What you have to do: Copy each line exactly. Drop every picture.

Dataset records about object locations:
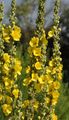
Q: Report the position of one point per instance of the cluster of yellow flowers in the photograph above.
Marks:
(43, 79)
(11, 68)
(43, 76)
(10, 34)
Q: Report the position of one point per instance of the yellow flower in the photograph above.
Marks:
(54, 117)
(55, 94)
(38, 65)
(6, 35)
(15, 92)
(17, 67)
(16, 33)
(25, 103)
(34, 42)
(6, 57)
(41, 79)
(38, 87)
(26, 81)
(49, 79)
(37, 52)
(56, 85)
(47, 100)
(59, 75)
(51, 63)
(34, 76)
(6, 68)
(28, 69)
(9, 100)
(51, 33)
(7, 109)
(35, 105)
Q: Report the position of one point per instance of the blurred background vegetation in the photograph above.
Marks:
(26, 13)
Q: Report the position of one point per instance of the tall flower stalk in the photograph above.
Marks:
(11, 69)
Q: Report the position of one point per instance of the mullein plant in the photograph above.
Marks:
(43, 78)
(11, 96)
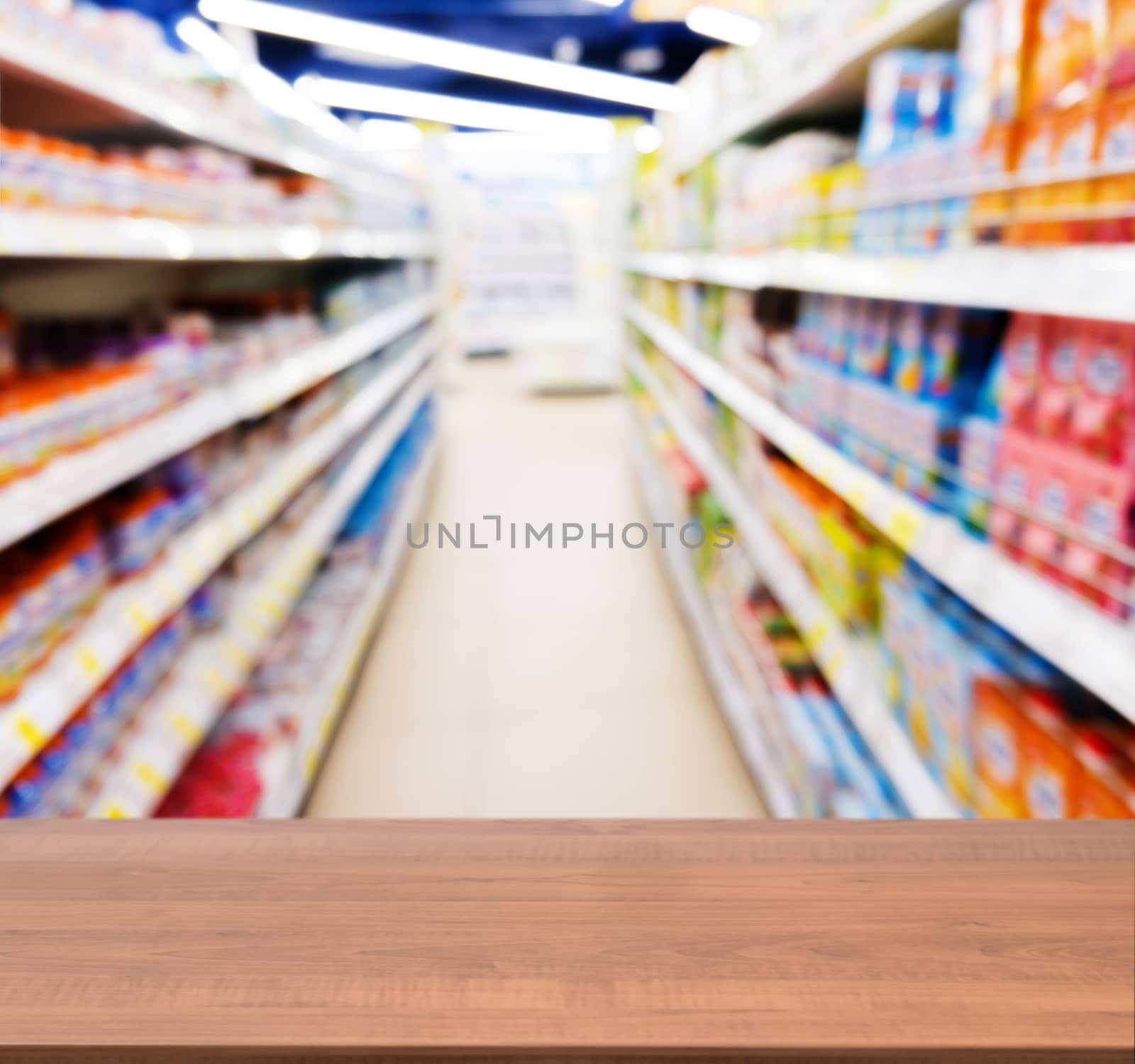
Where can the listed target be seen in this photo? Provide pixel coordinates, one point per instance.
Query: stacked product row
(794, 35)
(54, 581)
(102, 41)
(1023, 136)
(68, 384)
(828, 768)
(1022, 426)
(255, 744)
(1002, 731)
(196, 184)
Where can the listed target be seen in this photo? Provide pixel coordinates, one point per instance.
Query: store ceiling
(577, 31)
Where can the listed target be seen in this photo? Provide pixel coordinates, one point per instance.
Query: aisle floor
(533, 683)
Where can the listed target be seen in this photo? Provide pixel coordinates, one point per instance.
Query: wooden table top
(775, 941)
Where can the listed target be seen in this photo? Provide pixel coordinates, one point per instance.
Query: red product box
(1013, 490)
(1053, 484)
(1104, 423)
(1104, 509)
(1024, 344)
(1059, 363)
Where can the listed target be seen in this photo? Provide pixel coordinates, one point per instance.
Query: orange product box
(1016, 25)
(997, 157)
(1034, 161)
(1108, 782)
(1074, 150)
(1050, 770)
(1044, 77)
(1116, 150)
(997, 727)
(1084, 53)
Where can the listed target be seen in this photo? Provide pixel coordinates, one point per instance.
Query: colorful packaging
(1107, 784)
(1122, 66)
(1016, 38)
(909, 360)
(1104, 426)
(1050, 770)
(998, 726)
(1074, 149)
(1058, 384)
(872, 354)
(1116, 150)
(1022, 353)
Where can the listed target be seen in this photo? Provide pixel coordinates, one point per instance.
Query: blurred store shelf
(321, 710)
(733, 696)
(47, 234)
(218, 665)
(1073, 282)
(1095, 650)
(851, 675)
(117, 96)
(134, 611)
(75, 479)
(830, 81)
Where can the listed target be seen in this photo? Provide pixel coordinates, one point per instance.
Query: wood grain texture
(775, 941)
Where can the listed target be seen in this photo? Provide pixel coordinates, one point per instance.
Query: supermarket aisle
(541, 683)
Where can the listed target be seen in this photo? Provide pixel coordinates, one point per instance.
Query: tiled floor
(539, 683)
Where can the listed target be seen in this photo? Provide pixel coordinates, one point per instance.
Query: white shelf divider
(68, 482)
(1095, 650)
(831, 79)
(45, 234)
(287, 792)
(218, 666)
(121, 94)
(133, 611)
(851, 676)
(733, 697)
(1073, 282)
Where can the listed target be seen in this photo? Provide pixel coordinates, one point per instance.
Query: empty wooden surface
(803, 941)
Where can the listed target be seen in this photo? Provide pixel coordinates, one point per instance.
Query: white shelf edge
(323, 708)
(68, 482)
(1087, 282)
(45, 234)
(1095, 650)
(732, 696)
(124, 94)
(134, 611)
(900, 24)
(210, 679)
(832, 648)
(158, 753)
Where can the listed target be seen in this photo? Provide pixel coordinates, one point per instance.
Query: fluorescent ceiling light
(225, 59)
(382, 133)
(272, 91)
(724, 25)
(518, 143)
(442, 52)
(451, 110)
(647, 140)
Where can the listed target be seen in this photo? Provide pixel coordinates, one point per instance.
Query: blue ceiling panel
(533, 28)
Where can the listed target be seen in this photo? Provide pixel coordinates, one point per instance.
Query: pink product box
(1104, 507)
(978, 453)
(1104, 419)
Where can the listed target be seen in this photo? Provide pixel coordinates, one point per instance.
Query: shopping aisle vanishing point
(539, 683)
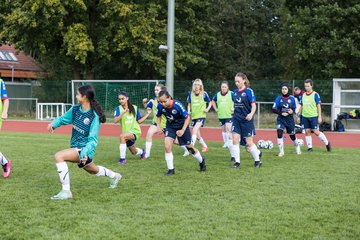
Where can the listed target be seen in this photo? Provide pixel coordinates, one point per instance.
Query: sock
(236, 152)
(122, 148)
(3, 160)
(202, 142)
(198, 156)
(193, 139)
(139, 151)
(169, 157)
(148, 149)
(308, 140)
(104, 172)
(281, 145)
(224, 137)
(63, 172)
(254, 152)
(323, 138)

Task response:
Q: Report the position of one point per instance of the cluster of yellow flowers in the photograph above.
Marks:
(43, 79)
(11, 68)
(43, 76)
(10, 34)
Q: Report the position of one point per instance of the yellow flower in the photograph above.
Marks:
(54, 117)
(55, 94)
(38, 65)
(6, 35)
(15, 92)
(17, 67)
(16, 33)
(25, 103)
(34, 42)
(6, 57)
(41, 79)
(38, 87)
(26, 81)
(49, 79)
(37, 52)
(56, 85)
(47, 100)
(59, 75)
(51, 63)
(34, 76)
(6, 68)
(28, 69)
(9, 100)
(51, 33)
(7, 109)
(35, 105)
Q: Report the position of one point per instance of the blurred background vegetation in the photograph above.
Marks:
(26, 13)
Q: Report the position of one point per instance of the tall flower stalk in the photograph above.
Marks:
(11, 69)
Q: Report the position of one point per instance of the mullein plant in the photograph above.
Marks:
(43, 78)
(11, 96)
Where can the listed target be seen in this photo? Provide pixel coordinates, one point per instance.
Query: stacked product row
(794, 35)
(54, 581)
(102, 41)
(1023, 136)
(68, 384)
(828, 768)
(1022, 426)
(255, 744)
(1002, 731)
(196, 184)
Where can the listed target be seen in this photo? Provide pixel coordinates, one point per instance.
Query: store ceiling
(577, 31)
Where can the listed target be seen in this photo? Provide pixel coordinates, one point per instance.
Query: aisle floor
(533, 683)
Where can the listed target be seen in this photo? Provide pixel coordinates, one point per instance.
Query: wooden table top
(775, 941)
Where can the listed target be seen in this photo? Provide pixel coordinates, one point per instance.
Query: red product box
(1013, 490)
(1053, 484)
(1104, 423)
(1104, 509)
(1024, 344)
(1059, 363)
Where can the listed target be seen in this photo? Provide pixel coordinates, one point per instance.
Query: orange product box
(1016, 25)
(997, 157)
(1034, 161)
(1108, 782)
(1074, 150)
(1050, 770)
(1044, 77)
(1116, 150)
(997, 727)
(1084, 53)
Where can the listed target be seen in this photo? Provide pixel coordinates, one point per instance.
Query: colorful packaging
(1107, 784)
(1122, 66)
(1016, 38)
(909, 360)
(1104, 426)
(1050, 770)
(998, 726)
(1074, 149)
(1058, 384)
(872, 354)
(1116, 150)
(1022, 353)
Where can the listed target be seen in this photo? Provide pixel coordinates, one point per instance.
Query: blurred store shelf
(321, 710)
(733, 696)
(47, 234)
(218, 665)
(1073, 282)
(1095, 650)
(851, 675)
(117, 96)
(134, 611)
(75, 479)
(830, 81)
Where can the listed target be seen in this photo? Provide pixel coordinates, one point per instance.
Query: wood grain texture
(775, 941)
Where can the listed target be seen in this photo? Provide pixel coordinates, one point per instance.
Query: supermarket aisle
(541, 683)
Where can the listed target be seen in this photo? Provide pixel coordinates, one point per instance.
Query: tiled floor
(539, 683)
Where can the listed target be seen in this photo? Provide pixel coordinates, one point per instance.
Query: white shelf divider
(68, 482)
(1095, 650)
(831, 79)
(45, 234)
(287, 792)
(218, 666)
(121, 94)
(133, 611)
(851, 676)
(733, 697)
(1073, 282)
Where can the listed target be seen in this photo? Provide pixel coordinates, one point per instance.
Query: empty wooden surface
(803, 941)
Where can the listed target be seen in this photo? Provide pixel coordinates, one point per instance.
Query: white shelf edge
(323, 708)
(68, 482)
(1087, 282)
(45, 234)
(1095, 650)
(732, 696)
(124, 94)
(134, 611)
(900, 24)
(210, 679)
(832, 648)
(158, 753)
Where can the listed target be seen in this photo? Provide pixel coordinates, one point per instance.
Query: fluorescent ceiling light
(225, 59)
(382, 133)
(272, 91)
(724, 25)
(518, 143)
(442, 52)
(451, 110)
(647, 140)
Where can the listed target be seen in this photo? Provide pixel coordinates, one point per instance.
Query: blue ceiling panel
(533, 28)
Where can the listed target be seen in this photo? Provide pixel coordinates, one point per instance.
Query: pink product box
(1104, 507)
(978, 453)
(1104, 419)
Where can the listed target be seen in this photo? Provide pixel coordinates, one point per instance.
Query: shopping aisle vanishing point
(539, 683)
Where can the listed target be seen in this photo? Provide pixel coordinates, one point per instance.
Query: sock
(236, 152)
(122, 148)
(3, 160)
(202, 142)
(198, 156)
(193, 139)
(139, 151)
(169, 157)
(148, 149)
(308, 140)
(104, 172)
(281, 145)
(224, 137)
(63, 172)
(254, 152)
(323, 138)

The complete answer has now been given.